What this task involves: Could you give the rows below as a Markdown table with two columns, Number and Line, leaving out any blank lines?

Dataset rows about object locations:
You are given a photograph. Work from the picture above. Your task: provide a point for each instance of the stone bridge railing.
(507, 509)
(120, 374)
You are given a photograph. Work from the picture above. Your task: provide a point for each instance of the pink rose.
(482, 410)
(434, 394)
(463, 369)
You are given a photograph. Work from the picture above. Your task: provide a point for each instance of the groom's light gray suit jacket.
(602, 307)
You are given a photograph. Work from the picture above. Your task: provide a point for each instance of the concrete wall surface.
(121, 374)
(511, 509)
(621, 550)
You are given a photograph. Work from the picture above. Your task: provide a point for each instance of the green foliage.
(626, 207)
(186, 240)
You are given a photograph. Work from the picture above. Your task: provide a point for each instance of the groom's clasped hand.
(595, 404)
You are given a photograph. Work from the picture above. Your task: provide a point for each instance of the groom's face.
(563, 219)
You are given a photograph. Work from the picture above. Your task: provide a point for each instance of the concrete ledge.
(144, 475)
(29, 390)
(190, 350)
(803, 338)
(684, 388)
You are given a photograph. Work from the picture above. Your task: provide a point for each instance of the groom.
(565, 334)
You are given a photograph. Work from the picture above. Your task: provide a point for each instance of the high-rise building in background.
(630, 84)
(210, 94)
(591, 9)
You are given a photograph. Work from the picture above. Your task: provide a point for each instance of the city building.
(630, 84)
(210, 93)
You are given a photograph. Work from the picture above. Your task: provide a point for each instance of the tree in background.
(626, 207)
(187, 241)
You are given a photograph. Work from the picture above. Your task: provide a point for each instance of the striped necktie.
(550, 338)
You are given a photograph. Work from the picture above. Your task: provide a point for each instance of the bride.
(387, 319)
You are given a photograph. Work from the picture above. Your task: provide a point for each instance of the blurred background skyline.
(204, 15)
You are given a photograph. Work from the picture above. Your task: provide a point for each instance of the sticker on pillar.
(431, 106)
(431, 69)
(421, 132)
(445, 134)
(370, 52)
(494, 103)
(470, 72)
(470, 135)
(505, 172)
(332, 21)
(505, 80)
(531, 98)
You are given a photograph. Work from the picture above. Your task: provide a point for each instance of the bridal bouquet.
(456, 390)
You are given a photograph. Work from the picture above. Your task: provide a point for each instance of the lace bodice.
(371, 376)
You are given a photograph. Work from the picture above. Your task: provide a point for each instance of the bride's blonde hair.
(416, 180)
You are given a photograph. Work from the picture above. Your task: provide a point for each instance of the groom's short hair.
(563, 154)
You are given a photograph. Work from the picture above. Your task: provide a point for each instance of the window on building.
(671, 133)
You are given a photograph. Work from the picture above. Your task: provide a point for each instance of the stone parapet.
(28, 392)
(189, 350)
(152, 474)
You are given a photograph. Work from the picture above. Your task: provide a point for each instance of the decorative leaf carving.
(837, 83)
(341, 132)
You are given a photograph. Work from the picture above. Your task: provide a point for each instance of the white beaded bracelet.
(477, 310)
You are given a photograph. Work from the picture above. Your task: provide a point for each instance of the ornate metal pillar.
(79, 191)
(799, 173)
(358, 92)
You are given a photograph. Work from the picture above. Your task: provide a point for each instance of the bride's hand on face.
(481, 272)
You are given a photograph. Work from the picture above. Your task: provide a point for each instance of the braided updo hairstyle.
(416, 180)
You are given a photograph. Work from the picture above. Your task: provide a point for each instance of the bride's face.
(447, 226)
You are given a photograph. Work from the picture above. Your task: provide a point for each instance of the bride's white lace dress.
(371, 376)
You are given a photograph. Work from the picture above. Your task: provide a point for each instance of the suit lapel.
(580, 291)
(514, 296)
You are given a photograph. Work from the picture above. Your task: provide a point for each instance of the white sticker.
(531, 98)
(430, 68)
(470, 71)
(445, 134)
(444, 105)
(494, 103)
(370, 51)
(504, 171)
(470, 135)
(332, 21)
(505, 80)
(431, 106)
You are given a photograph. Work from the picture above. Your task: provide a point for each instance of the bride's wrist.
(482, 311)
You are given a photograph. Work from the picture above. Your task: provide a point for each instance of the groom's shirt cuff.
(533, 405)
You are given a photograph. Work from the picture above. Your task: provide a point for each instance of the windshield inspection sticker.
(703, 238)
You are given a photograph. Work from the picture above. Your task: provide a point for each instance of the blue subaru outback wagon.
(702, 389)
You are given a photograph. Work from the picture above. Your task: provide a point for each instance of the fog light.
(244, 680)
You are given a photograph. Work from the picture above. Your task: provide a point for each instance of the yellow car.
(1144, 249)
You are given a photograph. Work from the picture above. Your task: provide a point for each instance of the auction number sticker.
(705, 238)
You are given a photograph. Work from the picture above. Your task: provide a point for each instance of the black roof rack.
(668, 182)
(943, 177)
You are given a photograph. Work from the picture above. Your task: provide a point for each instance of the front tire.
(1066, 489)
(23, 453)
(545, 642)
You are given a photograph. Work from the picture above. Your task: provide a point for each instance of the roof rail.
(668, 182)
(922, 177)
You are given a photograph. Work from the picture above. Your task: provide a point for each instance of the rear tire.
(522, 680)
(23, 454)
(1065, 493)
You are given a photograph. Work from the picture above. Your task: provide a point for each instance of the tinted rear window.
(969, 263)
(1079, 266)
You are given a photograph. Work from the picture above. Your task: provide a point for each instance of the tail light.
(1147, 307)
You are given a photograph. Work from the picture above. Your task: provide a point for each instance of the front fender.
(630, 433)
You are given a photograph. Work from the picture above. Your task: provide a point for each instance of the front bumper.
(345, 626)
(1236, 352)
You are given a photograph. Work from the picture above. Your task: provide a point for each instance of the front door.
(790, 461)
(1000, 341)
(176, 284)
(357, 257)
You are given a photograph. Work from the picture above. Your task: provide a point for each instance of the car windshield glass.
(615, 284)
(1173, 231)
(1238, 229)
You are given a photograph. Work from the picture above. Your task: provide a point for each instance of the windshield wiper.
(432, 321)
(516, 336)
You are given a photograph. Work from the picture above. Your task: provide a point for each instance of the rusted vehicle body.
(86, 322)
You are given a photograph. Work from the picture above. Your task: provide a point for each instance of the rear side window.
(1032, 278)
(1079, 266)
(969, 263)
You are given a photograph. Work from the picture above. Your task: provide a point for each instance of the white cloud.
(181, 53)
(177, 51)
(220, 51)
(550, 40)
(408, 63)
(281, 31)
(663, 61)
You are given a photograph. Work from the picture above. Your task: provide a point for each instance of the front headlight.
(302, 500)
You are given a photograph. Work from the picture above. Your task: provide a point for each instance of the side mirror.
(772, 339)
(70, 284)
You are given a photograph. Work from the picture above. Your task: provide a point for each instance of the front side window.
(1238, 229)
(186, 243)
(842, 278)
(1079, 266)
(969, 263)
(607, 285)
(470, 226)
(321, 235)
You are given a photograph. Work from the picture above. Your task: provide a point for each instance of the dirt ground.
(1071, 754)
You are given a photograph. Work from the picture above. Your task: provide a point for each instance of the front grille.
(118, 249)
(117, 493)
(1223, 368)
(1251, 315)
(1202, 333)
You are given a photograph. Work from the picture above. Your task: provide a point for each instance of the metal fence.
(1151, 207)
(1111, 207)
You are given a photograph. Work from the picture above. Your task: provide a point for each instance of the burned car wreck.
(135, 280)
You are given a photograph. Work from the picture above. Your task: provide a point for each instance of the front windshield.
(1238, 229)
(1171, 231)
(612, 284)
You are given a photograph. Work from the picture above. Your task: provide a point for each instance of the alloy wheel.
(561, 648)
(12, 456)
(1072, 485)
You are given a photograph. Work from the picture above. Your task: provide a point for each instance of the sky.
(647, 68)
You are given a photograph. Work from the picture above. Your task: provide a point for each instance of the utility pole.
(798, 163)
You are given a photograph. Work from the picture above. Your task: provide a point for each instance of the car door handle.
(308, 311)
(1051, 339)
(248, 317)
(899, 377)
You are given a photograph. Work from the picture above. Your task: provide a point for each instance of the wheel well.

Complete output:
| Number | Line |
|---|---|
| 1 | You are given a photograph. Work from the picture above. Your task: provide a point for each instance of the stone bridge railing. |
| 2 | (507, 509) |
| 3 | (120, 374) |
| 4 | You are given a photograph. Work from the picture above. Your task: provide a point for each instance of the pink rose. |
| 5 | (482, 410) |
| 6 | (434, 394) |
| 7 | (463, 369) |
| 8 | You are given a photograph. Work from the picture above. Your task: provide a point for each instance of the groom's light gray suit jacket. |
| 9 | (602, 307) |
| 10 | You are given a photograph. Work from the picture above. Your task: provide a point for each instance of the concrete wall surface. |
| 11 | (121, 374) |
| 12 | (511, 509) |
| 13 | (621, 550) |
| 14 | You are given a photograph. Work from the picture above. Your task: provide a point for each instance of the green foliage. |
| 15 | (626, 207) |
| 16 | (186, 240) |
| 17 | You are given a photograph. Work from the picture above. Your task: provide a point for each instance of the groom's clasped hand. |
| 18 | (595, 404) |
| 19 | You are given a photograph. Work from the picture above. Your task: provide a point for each instance of the groom's face. |
| 20 | (563, 219) |
| 21 | You are given a photograph. Work from the picture above. Your task: provide a point for each instance of the concrete ledge. |
| 22 | (144, 475) |
| 23 | (29, 390) |
| 24 | (190, 350) |
| 25 | (803, 338) |
| 26 | (684, 388) |
| 27 | You are given a photograph. Work from the picture above. Your task: provide a point for each instance of the groom. |
| 28 | (565, 334) |
| 29 | You are given a photograph. Work from the picture above. Your task: provide a point for each instance of the high-rise building in background. |
| 30 | (630, 84) |
| 31 | (210, 94) |
| 32 | (591, 9) |
| 33 | You are given a photograph. Work from the picture above. Your task: provide a point for each instance of the city building. |
| 34 | (630, 84) |
| 35 | (210, 93) |
| 36 | You are given a photograph. Work from the picture above. Your task: provide a point for each instance of the tree in background. |
| 37 | (626, 207) |
| 38 | (187, 241) |
| 39 | You are given a photograph. Work from the picture above. Your task: provide a point for each instance of the striped necktie. |
| 40 | (550, 338) |
| 41 | You are given a photograph. Work from the picture above. Your task: provide a point for each instance of the bride. |
| 42 | (387, 319) |
| 43 | You are given a photograph. Work from the picture above. Your task: provide a point for each instance of the blurred background skyline. |
| 44 | (204, 15) |
| 45 | You are given a photograph. Work from the picture above. Your task: provide a point for each instance of the sticker on pillar. |
| 46 | (431, 106) |
| 47 | (431, 69) |
| 48 | (421, 132) |
| 49 | (445, 134) |
| 50 | (370, 52) |
| 51 | (494, 103) |
| 52 | (470, 72) |
| 53 | (470, 135) |
| 54 | (505, 172) |
| 55 | (332, 21) |
| 56 | (505, 80) |
| 57 | (531, 98) |
| 58 | You are given a photograph. Work from the picture above. Your task: provide a point for each instance of the bridal bouquet. |
| 59 | (456, 390) |
| 60 | You are given a photograph. Work from the picture above. Your task: provide a point for each instance of the lace bodice. |
| 61 | (371, 376) |
| 62 | You are given a photograph. Work from the picture above. Your task: provide a point for each instance of the bride's blonde hair. |
| 63 | (416, 180) |
| 64 | You are given a photograph. Work from the picture above. Your task: provide a point for each instance of the groom's short hair. |
| 65 | (563, 154) |
| 66 | You are given a photograph. Work from the picture above. Your task: provide a point for each instance of the window on building. |
| 67 | (671, 133) |
| 68 | You are given a photograph. Work from the picture above. Your task: provide a point for each instance of the stone parapet. |
| 69 | (28, 392) |
| 70 | (189, 350) |
| 71 | (152, 474) |
| 72 | You are given a photograph. Work from the picture above. Your task: provide a point for each instance of the decorative leaf carving. |
| 73 | (837, 83) |
| 74 | (341, 132) |
| 75 | You are given a photograph. Work from the picture above. Your task: provide a point for each instance of the white beaded bracelet. |
| 76 | (477, 310) |
| 77 | You are given a photograph. Work from the picture above. Your task: provide a point for each instance of the ornate metal pillar. |
| 78 | (79, 191) |
| 79 | (799, 173) |
| 80 | (358, 92) |
| 81 | You are given a photograph. Work from the picture above. Your task: provide a point for each instance of the bride's hand on face. |
| 82 | (481, 272) |
| 83 | You are given a photograph. Work from the picture above. Your task: provide a point for each instance of the braided updo hairstyle. |
| 84 | (416, 180) |
| 85 | You are given a photograph. Work from the picture above. Your task: provide a point for each instance of the bride's face. |
| 86 | (447, 226) |
| 87 | You are given a photograph. Work from the picture above. Your task: provide a point for each instance of the bride's white lace dress. |
| 88 | (371, 376) |
| 89 | You are given a photograph. Work from the picture above. Your task: provide a point for each instance of the suit lapel. |
| 90 | (580, 291) |
| 91 | (514, 296) |
| 92 | You are given a photograph. Work from the picture above. Your task: provide a point for each instance of the white sticker. |
| 93 | (531, 98) |
| 94 | (430, 68) |
| 95 | (470, 71) |
| 96 | (445, 134) |
| 97 | (444, 105) |
| 98 | (494, 103) |
| 99 | (370, 51) |
| 100 | (504, 171) |
| 101 | (470, 135) |
| 102 | (332, 21) |
| 103 | (505, 80) |
| 104 | (431, 106) |
| 105 | You are given a photograph. Work from the picture above. Your task: provide a point for each instance of the bride's wrist. |
| 106 | (482, 311) |
| 107 | You are given a photograph. Work from the picture above. Your task: provide a point for each instance of the groom's shirt cuff. |
| 108 | (533, 405) |
| 109 | You are given a photograph. Work from the picture above. Your task: provide a point for each instance of the windshield inspection sticker. |
| 110 | (703, 238) |
| 111 | You are given a photograph. Work from the picture above. Your task: provide a point for each instance of the blue subaru outback wagon. |
| 112 | (702, 389) |
| 113 | You are given a photograph. Work from the picture above. Your task: provide a point for each instance of the fog light. |
| 114 | (244, 680) |
| 115 | You are given a photograph. Work from the picture above. Your task: provide a point for each instance of the yellow car. |
| 116 | (1144, 249) |
| 117 | You are given a photograph. Work from the picture above. Your task: provide a point for each instance of the auction number sticker. |
| 118 | (705, 238) |
| 119 | You are given a photograph. Work from the picture above. Your task: provide a point for each instance of the black roof rack. |
| 120 | (668, 182) |
| 121 | (943, 177) |
| 122 | You are given a photograph. Work from the picture above. Your task: provide a point for each instance of the front tire. |
| 123 | (1066, 489) |
| 124 | (23, 453) |
| 125 | (545, 642) |
| 126 | You are given a photograph. Work from the picture above. Your task: provide a point for each instance of the roof rail. |
| 127 | (668, 182) |
| 128 | (922, 177) |
| 129 | You are given a photograph. Work from the picture above. Your task: provide a point for each instance of the rear tire. |
| 130 | (522, 680) |
| 131 | (23, 454) |
| 132 | (1065, 493) |
| 133 | You are given a photograph. Work from the picture above. Your task: provide a point for each instance of the tinted rear window. |
| 134 | (969, 263) |
| 135 | (1079, 266) |
| 136 | You are given a photograph. Work from the picture above. Your task: provide a point for each instance of the tail light. |
| 137 | (1147, 307) |
| 138 | You are given a photograph. Work from the picture above. Your task: provide a point for each instance of the front fender. |
| 139 | (630, 433) |
| 140 | You are given a photograph. Work from the picture above. Your task: provide a point for each instance of the front bumper. |
| 141 | (345, 626) |
| 142 | (1236, 352) |
| 143 | You are given a photograph. Work from the picture above. Your task: provide a point for each instance of the front door. |
| 144 | (790, 461) |
| 145 | (1000, 341) |
| 146 | (176, 284) |
| 147 | (357, 257) |
| 148 | You are given a photograph. Work from the picture above. Your task: provide a point for each instance of the car windshield glass. |
| 149 | (615, 284) |
| 150 | (1173, 231) |
| 151 | (1238, 229) |
| 152 | You are given a photograph. Work from the picture above. Your task: provide a point for each instance of the windshield wiper. |
| 153 | (432, 321) |
| 154 | (516, 336) |
| 155 | You are given a photograph. Work from the picture above. Your task: provide a point for each instance of the rusted vehicle body. |
| 156 | (86, 322) |
| 157 | You are given a photograph. Work from the picture above. Your task: provide a point for each instance of the rear side window. |
| 158 | (1032, 278) |
| 159 | (1079, 266) |
| 160 | (969, 263) |
| 161 | You are given a photograph. Work from the picture above. Your task: provide a point for each instance of the white cloud. |
| 162 | (181, 53) |
| 163 | (177, 51) |
| 164 | (220, 51) |
| 165 | (550, 40) |
| 166 | (408, 63) |
| 167 | (281, 31) |
| 168 | (663, 61) |
| 169 | You are given a photograph. Work from the picture above. Your task: provide a point for each instance of the front headlight. |
| 170 | (302, 500) |
| 171 | You are given a photograph. Work from the picture above. Your task: provide a point for each instance of the side mirror. |
| 172 | (772, 339) |
| 173 | (70, 284) |
| 174 | You are given a photograph. Work from the picture above. Your task: provide a point for each instance of the front side window. |
| 175 | (1238, 229) |
| 176 | (186, 243) |
| 177 | (842, 278) |
| 178 | (1079, 266) |
| 179 | (969, 263) |
| 180 | (607, 285) |
| 181 | (470, 226) |
| 182 | (321, 235) |
| 183 | You are given a photograph. Work from the picture above. Your task: provide a point for each instance of the dirt ground. |
| 184 | (1071, 754) |
| 185 | You are given a photograph. Work from the picture above. Your task: provide a point for each instance of the front grille. |
| 186 | (118, 249) |
| 187 | (117, 493) |
| 188 | (1223, 368) |
| 189 | (1251, 315) |
| 190 | (1202, 333) |
| 191 | You are given a photograph. Work from the picture above. Your task: provide a point for each instance of the metal fence. |
| 192 | (1151, 207) |
| 193 | (1111, 207) |
| 194 | You are given a photograph. Work from the picture above. Your task: provide a point for each instance of the burned car wreck. |
| 195 | (135, 280) |
| 196 | You are given a photograph. Work from the picture above. Your task: provide a point for each instance of the front windshield. |
| 197 | (1238, 229) |
| 198 | (1171, 231) |
| 199 | (612, 284) |
| 200 | You are given a photograph. Work from the picture above. Your task: provide a point for each instance of the alloy wheel. |
| 201 | (561, 648) |
| 202 | (12, 456) |
| 203 | (1072, 485) |
| 204 | You are given a photograph. Work from the picture above. Your task: provide a point for each instance of the sky. |
| 205 | (647, 68) |
| 206 | You are given a photograph. Work from the picture above. Your task: provide a point for each instance of the utility pole. |
| 207 | (798, 163) |
| 208 | You are given a photograph. Work from the picture above. Your task: provide a point for each instance of the car door handle. |
| 209 | (308, 311) |
| 210 | (1051, 339) |
| 211 | (248, 317) |
| 212 | (899, 377) |
| 213 | You are given a photograph. Work from the picture above. Your task: provide a point for each instance of the wheel well. |